§ **ENTRIES**
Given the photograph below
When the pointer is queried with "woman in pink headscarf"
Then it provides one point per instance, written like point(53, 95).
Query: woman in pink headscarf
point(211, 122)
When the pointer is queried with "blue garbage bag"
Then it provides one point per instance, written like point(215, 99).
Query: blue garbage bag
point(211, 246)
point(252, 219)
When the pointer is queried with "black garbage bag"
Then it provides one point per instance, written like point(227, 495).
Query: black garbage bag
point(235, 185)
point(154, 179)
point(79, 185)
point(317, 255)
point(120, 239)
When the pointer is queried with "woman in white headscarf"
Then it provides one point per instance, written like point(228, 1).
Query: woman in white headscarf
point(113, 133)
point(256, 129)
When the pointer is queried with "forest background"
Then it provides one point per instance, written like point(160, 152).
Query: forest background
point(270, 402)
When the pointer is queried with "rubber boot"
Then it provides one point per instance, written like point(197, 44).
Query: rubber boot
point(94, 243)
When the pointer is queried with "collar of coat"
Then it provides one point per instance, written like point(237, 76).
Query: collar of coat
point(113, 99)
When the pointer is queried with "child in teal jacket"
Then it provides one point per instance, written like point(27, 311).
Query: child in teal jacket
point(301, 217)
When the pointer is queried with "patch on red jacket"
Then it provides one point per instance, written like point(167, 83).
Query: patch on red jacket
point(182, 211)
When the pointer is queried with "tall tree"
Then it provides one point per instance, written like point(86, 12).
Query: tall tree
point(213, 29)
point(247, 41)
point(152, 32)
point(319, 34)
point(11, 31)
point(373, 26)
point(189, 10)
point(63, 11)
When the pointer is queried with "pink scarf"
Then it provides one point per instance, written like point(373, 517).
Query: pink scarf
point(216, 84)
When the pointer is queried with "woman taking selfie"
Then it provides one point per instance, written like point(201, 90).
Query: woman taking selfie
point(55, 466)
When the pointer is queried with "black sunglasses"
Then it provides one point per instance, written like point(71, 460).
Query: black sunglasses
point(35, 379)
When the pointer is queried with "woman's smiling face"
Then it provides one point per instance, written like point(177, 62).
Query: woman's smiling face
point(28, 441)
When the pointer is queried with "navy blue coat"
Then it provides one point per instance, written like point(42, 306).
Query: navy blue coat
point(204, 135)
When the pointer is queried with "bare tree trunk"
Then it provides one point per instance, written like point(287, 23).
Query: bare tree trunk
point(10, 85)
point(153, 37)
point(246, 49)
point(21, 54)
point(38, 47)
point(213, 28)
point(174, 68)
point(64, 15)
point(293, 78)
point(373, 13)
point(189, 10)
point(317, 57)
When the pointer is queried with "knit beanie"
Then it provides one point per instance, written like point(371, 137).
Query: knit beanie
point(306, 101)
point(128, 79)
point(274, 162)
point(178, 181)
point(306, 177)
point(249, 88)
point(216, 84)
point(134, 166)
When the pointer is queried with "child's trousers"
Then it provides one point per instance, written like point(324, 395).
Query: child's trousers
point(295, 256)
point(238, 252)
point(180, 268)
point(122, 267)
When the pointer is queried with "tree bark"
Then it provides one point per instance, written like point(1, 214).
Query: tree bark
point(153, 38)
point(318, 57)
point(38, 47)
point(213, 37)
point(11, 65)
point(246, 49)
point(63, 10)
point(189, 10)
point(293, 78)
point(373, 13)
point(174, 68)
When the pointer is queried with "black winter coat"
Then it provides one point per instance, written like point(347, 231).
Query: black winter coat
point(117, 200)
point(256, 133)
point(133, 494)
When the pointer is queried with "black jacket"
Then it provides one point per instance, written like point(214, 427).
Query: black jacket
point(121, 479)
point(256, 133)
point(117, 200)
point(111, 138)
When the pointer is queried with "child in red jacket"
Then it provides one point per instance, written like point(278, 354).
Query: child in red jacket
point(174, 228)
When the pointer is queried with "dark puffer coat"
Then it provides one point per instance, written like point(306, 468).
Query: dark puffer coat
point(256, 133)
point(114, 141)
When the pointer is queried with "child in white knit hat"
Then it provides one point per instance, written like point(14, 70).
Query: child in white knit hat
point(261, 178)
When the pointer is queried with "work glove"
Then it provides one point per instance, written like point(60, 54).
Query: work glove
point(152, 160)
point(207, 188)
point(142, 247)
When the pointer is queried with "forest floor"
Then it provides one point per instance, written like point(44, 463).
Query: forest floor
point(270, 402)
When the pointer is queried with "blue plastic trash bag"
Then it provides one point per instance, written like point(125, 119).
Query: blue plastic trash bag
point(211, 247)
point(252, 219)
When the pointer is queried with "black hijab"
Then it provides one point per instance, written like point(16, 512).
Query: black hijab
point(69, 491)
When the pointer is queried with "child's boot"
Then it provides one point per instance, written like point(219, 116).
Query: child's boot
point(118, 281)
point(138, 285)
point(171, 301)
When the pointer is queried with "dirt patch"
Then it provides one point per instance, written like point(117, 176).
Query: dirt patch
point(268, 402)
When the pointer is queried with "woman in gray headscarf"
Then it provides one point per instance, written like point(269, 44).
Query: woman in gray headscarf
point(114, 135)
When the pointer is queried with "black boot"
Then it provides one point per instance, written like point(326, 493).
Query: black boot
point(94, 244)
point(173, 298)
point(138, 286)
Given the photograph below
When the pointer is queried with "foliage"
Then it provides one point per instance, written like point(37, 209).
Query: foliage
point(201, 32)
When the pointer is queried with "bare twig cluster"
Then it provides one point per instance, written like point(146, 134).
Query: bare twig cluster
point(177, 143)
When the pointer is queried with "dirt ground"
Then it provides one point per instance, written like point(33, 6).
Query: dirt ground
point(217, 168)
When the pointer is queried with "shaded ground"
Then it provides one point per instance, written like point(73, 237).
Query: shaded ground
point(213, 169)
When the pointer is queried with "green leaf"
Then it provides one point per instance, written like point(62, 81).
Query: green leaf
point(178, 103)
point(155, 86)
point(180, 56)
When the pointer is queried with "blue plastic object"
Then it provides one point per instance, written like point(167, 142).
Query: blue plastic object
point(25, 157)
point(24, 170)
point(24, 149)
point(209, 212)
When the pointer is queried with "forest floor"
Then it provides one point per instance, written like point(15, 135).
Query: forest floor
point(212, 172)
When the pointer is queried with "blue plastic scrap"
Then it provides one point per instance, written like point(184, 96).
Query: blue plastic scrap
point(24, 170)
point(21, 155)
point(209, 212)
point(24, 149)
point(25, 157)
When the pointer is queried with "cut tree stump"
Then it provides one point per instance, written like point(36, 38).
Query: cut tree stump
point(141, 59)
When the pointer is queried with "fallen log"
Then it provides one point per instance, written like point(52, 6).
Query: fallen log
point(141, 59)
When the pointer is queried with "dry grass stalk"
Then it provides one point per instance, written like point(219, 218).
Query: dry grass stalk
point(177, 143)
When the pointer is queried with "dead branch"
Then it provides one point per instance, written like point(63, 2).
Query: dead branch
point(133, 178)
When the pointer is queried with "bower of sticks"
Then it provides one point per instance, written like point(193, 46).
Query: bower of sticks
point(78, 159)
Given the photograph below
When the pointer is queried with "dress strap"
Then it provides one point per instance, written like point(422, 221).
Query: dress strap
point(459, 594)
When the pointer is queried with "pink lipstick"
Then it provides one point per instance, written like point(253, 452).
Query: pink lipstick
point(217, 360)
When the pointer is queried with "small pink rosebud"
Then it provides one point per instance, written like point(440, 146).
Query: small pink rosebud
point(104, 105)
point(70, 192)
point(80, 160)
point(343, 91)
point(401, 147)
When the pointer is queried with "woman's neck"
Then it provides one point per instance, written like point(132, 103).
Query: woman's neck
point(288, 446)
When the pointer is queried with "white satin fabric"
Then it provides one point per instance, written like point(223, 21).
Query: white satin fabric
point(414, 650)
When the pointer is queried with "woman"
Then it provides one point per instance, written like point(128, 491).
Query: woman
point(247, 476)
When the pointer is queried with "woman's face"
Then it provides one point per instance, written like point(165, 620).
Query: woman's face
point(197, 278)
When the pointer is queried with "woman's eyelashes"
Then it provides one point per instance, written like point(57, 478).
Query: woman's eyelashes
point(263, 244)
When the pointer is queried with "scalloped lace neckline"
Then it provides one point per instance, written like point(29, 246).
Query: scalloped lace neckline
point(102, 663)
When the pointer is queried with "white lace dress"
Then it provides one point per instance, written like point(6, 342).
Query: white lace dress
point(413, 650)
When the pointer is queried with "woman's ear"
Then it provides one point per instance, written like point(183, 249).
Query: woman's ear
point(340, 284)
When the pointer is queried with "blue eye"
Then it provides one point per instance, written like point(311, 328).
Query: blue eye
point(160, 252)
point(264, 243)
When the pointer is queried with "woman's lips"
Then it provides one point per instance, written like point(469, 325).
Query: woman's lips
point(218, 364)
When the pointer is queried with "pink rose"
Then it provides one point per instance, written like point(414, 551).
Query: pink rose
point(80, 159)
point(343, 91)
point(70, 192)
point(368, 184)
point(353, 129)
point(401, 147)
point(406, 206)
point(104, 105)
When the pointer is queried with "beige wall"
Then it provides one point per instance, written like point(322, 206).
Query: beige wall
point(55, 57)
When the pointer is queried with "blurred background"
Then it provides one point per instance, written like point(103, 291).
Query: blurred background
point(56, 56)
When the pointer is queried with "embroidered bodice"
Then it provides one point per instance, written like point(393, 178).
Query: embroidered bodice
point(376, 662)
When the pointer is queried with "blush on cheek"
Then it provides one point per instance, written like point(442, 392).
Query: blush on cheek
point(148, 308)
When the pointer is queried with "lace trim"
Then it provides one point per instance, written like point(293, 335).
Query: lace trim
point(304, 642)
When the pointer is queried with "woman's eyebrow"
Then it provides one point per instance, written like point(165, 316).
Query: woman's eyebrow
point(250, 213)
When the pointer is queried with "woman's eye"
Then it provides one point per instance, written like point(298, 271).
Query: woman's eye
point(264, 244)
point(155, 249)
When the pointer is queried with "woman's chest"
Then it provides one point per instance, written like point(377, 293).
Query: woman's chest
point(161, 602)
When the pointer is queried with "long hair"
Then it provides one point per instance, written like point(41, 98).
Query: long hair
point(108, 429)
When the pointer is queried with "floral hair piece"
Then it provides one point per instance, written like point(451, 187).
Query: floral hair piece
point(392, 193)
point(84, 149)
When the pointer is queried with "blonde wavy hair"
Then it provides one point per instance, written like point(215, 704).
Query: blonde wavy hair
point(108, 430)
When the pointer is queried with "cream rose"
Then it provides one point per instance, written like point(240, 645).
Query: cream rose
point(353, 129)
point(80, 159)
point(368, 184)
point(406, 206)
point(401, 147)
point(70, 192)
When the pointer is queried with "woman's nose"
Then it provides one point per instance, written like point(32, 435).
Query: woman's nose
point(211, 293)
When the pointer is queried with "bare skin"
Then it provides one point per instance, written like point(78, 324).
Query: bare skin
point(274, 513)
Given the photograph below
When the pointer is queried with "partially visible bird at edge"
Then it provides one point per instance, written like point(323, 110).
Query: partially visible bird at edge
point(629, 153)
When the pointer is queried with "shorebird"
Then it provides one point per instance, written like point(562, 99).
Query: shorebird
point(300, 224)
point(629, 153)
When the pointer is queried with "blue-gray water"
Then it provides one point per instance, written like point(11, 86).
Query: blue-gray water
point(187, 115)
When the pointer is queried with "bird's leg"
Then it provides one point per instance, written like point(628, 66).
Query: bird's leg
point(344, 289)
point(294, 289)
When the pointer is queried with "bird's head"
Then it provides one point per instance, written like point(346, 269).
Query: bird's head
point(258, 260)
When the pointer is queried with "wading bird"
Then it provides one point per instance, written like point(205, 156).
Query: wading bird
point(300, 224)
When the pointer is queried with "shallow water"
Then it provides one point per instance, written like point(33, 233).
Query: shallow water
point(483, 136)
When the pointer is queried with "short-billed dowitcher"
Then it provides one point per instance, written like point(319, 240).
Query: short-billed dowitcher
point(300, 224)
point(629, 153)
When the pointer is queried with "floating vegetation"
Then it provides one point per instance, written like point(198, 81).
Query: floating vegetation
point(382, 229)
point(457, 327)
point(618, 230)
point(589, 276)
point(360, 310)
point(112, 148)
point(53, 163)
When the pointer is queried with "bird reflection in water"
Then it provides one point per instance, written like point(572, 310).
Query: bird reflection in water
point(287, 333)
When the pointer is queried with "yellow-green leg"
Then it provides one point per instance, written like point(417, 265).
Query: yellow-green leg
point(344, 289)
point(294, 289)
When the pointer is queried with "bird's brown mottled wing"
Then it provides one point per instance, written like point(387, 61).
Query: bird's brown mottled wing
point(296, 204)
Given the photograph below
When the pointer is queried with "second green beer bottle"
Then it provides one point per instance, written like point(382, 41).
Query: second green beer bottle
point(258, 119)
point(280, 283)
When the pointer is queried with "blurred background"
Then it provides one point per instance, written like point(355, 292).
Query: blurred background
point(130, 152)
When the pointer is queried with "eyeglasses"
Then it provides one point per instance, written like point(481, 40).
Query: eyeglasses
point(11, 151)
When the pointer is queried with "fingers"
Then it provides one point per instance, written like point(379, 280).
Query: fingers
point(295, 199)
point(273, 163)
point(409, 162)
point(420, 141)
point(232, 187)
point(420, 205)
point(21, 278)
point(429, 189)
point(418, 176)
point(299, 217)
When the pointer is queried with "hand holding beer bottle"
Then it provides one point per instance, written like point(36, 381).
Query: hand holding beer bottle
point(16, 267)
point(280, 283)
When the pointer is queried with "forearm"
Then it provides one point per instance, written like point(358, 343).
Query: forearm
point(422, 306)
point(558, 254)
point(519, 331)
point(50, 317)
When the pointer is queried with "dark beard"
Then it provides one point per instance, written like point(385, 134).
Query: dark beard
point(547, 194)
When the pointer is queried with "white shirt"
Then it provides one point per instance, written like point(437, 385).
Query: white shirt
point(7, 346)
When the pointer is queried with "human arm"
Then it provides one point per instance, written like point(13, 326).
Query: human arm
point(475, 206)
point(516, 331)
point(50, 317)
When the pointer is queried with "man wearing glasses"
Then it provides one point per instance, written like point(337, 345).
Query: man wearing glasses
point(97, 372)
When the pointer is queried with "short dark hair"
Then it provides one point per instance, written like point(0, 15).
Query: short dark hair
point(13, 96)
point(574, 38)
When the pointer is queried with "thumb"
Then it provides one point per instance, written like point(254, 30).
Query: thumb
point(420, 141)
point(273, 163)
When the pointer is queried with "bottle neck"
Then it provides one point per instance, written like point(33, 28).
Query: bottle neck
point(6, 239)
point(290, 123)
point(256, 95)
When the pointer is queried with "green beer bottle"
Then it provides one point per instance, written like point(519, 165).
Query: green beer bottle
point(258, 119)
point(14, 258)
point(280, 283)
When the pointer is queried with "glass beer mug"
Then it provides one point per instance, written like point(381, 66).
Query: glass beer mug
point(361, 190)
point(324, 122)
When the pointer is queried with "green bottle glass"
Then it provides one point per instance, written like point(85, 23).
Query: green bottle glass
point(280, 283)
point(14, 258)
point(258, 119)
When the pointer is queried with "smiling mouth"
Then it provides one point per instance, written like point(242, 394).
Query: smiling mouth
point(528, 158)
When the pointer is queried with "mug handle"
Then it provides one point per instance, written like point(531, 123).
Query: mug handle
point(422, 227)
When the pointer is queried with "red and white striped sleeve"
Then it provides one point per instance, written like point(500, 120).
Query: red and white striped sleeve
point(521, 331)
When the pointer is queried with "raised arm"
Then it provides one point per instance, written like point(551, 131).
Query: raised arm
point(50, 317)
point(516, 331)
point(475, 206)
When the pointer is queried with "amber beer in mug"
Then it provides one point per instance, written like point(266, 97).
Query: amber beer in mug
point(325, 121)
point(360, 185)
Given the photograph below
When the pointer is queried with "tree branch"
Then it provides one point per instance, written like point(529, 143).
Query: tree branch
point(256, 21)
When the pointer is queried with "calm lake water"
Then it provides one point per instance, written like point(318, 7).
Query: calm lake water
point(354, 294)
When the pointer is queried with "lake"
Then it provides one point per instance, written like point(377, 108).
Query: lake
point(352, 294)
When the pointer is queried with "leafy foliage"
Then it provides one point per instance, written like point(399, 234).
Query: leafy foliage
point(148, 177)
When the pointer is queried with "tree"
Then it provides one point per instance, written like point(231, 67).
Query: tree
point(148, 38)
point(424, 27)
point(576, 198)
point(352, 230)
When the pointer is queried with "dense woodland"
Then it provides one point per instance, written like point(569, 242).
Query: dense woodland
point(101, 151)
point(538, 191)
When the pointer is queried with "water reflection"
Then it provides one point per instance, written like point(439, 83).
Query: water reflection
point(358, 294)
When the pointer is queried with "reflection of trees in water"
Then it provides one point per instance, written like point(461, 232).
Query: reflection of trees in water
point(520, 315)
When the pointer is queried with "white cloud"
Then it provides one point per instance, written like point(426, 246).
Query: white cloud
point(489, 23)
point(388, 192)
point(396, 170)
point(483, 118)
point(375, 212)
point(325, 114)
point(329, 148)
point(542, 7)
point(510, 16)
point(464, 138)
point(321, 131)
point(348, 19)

§ **WHAT THIS TASK INVOLVES**
Extract every line in the rows above that contains the word "hijab". Matching is case-sensitive.

§ **RESULT OF THE TASK**
When the pointer is queried with "black hijab"
Query: black hijab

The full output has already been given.